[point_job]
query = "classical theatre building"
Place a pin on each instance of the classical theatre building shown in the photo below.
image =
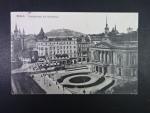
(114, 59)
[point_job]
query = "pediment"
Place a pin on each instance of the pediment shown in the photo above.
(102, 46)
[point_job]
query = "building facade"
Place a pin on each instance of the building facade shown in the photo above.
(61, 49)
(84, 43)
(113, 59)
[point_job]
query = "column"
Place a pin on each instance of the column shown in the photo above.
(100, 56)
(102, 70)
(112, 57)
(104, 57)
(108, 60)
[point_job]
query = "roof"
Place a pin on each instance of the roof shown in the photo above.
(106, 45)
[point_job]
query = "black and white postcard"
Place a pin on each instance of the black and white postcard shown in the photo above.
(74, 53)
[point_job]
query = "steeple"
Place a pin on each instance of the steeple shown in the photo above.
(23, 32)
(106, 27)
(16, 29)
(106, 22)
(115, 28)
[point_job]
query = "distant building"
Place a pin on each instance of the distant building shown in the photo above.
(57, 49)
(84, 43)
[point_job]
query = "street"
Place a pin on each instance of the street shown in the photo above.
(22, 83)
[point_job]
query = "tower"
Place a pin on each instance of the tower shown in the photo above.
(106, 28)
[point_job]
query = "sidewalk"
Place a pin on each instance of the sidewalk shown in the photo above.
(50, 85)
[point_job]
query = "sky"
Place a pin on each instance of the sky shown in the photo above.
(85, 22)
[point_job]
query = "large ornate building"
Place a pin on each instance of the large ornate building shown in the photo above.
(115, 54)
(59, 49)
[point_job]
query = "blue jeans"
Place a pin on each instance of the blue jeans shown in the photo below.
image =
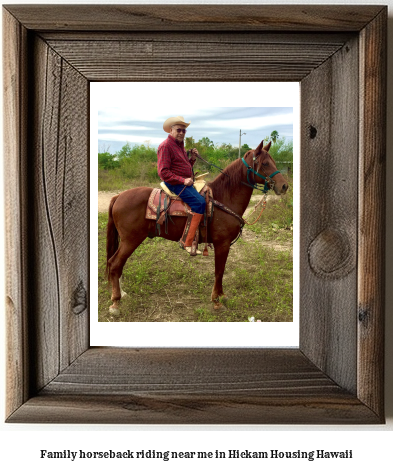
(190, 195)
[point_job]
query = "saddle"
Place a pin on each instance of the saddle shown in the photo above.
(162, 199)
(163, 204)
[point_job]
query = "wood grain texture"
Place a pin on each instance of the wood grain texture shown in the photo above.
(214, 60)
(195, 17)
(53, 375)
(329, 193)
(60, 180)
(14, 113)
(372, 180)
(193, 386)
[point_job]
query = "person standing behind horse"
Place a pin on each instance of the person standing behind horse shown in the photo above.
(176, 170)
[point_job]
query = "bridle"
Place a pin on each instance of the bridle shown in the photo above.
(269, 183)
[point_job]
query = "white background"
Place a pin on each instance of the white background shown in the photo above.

What is required:
Determine how many lines in the preceding records include the word "blue". The answer is that number alone.

Exercise output:
2